Task brief | Convert the records from their first line through the line containing "x=642, y=125", that line included, into a Markdown table with two columns, Row and Line, leaving out any blank lines.

Dataset |
• • •

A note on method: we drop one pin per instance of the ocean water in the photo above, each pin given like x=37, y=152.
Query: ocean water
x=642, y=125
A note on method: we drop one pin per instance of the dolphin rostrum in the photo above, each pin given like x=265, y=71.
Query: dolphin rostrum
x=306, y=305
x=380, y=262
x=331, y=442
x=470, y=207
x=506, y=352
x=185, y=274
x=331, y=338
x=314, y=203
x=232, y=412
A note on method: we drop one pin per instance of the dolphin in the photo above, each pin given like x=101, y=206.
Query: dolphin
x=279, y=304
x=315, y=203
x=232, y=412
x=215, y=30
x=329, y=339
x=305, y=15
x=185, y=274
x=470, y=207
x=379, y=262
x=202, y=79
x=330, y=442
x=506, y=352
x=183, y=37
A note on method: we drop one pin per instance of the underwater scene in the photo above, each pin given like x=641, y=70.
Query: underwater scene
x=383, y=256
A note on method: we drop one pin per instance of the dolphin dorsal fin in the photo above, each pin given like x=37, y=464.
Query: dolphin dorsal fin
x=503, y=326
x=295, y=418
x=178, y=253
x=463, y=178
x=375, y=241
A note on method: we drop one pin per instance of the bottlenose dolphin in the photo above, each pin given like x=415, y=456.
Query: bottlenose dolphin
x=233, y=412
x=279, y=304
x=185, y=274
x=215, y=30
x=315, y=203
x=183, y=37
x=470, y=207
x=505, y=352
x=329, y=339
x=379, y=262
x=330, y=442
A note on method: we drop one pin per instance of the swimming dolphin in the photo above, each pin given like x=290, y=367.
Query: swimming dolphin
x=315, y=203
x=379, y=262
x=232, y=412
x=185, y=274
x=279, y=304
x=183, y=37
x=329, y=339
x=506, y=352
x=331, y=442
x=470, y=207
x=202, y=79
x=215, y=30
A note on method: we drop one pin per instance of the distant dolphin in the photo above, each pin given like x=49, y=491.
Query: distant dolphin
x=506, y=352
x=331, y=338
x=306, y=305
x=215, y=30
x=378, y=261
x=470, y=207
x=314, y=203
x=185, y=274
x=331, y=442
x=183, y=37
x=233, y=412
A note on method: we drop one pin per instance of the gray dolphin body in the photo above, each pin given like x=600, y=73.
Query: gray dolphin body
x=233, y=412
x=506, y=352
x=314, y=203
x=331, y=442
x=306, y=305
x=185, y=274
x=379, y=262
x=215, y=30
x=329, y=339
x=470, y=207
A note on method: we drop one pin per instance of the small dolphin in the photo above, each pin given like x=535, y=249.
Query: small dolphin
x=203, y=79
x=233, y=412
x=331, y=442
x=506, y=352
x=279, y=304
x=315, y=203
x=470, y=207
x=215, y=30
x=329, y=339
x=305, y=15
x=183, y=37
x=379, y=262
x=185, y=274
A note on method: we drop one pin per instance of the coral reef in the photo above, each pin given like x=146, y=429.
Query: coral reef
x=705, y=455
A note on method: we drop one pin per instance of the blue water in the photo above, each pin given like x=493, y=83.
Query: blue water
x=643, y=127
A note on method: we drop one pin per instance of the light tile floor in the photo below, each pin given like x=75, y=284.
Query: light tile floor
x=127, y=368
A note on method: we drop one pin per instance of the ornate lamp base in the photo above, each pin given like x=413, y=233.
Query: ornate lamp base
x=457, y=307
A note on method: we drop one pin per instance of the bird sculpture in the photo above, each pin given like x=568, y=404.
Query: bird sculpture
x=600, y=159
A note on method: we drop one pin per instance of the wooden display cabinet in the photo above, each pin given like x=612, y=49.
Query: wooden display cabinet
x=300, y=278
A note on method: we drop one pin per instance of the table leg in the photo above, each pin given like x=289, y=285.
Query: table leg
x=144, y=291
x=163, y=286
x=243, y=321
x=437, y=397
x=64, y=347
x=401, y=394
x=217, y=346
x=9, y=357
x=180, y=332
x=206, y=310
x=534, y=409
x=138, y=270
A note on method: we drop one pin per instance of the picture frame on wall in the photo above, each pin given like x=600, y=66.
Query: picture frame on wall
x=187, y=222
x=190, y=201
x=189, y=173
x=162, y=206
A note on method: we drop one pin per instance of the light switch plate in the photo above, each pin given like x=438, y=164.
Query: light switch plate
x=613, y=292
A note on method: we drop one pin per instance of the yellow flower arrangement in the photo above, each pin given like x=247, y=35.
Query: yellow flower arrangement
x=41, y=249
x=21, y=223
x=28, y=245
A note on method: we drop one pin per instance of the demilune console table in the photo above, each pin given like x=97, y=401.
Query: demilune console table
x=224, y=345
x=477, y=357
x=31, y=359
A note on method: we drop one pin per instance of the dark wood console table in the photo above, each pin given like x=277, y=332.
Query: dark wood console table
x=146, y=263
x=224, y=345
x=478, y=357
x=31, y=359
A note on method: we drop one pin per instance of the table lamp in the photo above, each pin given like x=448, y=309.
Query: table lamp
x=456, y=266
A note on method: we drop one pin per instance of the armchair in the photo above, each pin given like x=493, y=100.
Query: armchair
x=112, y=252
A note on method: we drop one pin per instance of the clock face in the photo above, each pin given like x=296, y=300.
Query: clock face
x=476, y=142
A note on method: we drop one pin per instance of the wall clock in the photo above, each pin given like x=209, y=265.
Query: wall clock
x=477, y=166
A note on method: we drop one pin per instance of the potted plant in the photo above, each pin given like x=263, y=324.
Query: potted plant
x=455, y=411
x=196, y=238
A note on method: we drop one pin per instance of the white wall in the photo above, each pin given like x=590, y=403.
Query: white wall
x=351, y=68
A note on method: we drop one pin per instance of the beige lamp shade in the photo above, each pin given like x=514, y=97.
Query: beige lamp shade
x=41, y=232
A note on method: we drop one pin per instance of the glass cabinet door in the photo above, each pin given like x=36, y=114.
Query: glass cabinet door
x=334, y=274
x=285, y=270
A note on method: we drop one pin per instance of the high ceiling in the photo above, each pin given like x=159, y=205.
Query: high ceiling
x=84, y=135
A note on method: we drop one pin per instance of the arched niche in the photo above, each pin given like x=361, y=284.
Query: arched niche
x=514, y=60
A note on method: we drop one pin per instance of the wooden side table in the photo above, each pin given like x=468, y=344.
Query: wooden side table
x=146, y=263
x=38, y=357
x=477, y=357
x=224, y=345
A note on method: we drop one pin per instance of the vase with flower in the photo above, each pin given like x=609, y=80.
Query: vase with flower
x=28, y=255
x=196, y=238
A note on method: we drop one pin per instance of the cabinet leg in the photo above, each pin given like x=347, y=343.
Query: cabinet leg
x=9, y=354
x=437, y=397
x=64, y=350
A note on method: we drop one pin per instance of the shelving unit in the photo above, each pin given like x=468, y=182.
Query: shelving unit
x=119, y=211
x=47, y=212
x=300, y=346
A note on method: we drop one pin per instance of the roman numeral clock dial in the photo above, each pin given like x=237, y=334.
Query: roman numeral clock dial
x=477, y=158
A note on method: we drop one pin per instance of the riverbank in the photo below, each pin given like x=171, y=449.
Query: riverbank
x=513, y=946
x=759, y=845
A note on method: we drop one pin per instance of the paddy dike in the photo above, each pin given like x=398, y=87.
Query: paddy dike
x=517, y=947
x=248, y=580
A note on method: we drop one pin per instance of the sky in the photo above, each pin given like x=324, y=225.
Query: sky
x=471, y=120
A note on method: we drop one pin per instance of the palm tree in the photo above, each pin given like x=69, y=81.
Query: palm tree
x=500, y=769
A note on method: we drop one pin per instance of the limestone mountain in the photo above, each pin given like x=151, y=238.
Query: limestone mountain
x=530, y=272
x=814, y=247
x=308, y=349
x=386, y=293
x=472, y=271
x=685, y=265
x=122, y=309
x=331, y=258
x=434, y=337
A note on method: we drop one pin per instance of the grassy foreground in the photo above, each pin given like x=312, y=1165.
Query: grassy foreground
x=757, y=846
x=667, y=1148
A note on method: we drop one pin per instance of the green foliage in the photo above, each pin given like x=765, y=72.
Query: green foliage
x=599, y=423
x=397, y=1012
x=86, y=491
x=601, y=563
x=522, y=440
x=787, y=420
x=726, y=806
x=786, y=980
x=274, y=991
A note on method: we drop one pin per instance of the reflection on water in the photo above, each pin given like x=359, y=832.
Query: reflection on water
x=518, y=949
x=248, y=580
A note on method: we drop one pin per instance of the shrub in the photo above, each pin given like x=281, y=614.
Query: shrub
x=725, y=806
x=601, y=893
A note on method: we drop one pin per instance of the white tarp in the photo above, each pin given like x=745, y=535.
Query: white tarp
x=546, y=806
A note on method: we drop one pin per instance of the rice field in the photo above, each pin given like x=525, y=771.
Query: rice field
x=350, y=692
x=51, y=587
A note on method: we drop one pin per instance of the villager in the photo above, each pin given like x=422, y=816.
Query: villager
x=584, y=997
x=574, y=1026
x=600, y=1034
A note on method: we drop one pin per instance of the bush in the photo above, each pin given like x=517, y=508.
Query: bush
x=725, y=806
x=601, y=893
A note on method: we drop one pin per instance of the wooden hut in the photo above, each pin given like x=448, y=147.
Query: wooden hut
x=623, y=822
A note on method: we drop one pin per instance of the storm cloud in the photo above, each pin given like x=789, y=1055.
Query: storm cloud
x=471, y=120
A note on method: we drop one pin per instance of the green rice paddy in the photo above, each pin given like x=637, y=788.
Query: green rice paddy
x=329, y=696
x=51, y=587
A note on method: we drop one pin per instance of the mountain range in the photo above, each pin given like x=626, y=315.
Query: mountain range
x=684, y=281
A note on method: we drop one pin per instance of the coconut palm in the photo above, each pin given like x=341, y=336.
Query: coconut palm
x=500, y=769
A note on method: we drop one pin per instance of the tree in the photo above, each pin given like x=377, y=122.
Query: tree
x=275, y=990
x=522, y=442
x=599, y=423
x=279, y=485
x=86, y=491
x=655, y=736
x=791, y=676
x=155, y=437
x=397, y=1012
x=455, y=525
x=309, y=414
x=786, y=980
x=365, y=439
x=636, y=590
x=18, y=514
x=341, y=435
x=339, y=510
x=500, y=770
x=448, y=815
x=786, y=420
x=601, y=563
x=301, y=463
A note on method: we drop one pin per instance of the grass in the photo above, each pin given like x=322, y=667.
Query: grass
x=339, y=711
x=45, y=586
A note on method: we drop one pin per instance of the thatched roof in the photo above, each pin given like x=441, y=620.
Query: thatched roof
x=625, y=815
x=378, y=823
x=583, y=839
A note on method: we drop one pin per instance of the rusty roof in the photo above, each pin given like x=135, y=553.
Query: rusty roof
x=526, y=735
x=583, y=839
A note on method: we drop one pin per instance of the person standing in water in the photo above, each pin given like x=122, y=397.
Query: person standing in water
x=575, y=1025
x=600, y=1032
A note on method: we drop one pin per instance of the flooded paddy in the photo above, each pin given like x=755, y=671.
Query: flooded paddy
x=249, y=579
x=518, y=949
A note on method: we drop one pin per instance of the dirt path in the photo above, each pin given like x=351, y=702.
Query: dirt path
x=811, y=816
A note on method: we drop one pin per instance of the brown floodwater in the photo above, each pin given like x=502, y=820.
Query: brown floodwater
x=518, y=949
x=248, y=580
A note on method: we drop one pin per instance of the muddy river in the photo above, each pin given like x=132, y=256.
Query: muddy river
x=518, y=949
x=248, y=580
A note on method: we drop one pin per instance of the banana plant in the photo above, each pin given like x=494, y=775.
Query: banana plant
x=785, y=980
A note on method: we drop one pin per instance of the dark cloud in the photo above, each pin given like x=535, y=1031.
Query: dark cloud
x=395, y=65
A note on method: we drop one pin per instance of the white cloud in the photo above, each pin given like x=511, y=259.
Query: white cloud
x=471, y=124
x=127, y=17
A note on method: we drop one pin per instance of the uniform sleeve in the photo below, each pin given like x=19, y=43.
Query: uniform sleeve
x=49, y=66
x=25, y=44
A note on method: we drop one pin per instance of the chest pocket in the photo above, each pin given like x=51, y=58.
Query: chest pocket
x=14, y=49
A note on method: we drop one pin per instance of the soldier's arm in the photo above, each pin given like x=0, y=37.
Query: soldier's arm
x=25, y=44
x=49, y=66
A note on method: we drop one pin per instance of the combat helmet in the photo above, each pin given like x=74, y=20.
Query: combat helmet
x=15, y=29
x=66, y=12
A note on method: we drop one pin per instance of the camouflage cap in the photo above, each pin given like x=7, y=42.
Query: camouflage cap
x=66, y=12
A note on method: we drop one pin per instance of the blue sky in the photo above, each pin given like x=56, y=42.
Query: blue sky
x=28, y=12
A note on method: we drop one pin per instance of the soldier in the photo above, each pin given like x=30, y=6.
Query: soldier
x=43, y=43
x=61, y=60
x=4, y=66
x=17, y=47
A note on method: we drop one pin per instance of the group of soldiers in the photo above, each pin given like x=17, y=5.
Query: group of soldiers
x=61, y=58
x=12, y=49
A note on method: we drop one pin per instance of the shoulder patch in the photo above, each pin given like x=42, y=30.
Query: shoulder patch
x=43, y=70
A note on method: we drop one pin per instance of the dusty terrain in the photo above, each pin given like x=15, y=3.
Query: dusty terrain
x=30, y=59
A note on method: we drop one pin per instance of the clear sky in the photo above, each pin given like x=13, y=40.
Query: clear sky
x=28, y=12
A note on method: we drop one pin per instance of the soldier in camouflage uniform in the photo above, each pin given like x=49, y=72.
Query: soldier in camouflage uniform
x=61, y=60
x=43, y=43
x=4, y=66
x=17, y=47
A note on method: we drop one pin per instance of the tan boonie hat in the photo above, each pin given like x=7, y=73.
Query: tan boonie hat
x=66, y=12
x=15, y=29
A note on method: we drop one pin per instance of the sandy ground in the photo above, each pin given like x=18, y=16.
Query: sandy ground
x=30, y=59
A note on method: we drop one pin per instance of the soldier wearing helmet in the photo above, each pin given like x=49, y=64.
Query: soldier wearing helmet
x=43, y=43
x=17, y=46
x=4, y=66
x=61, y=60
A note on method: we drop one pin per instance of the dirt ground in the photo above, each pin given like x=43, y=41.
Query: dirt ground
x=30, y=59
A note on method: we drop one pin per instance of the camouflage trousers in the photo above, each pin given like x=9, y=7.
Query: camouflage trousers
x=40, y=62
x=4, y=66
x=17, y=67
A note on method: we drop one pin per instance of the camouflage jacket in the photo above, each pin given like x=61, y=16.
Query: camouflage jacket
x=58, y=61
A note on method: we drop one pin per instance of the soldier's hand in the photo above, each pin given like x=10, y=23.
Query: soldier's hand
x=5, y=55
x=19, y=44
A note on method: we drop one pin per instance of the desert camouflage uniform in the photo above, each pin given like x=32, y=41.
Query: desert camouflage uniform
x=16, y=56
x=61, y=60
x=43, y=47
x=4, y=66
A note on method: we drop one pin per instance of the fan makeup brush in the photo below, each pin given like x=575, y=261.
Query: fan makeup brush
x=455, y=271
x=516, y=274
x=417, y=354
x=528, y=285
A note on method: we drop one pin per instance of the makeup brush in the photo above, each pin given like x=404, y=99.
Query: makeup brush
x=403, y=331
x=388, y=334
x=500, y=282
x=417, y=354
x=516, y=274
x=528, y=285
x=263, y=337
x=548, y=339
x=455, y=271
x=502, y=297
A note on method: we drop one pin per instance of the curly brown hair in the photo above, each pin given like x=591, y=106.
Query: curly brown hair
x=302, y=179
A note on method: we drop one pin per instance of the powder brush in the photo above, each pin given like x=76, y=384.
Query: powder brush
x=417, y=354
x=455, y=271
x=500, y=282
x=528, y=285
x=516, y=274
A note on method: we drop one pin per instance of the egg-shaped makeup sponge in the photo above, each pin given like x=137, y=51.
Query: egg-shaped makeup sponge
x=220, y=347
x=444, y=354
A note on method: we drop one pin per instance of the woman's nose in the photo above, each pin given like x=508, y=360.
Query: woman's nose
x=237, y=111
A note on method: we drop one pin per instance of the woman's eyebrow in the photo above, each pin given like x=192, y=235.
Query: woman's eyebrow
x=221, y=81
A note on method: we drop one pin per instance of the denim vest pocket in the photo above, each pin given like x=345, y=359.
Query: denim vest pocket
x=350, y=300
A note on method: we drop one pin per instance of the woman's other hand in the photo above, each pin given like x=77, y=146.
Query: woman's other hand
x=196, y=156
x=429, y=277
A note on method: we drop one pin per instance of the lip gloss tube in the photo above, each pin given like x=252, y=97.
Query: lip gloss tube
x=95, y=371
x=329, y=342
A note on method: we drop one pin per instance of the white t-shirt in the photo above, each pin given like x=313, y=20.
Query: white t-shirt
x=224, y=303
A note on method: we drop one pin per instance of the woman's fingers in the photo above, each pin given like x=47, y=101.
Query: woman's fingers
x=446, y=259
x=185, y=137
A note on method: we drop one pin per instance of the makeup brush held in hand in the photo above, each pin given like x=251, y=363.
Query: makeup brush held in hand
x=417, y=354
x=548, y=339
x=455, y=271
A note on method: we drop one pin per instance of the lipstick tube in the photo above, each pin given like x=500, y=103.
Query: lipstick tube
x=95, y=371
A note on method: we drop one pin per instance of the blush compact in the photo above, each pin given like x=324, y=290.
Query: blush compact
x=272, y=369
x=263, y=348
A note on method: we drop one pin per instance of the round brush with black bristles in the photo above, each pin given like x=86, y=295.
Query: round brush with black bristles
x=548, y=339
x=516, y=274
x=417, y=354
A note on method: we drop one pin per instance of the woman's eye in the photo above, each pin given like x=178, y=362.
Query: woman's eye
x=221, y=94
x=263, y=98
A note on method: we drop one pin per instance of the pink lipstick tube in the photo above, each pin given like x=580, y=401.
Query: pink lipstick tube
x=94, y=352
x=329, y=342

• • •

Solved exercise |
| Row | Line |
|---|---|
| 1 | A note on method: we drop one pin per instance of the ocean water in the photo above, each pin given like x=37, y=152. |
| 2 | Query: ocean water |
| 3 | x=642, y=125 |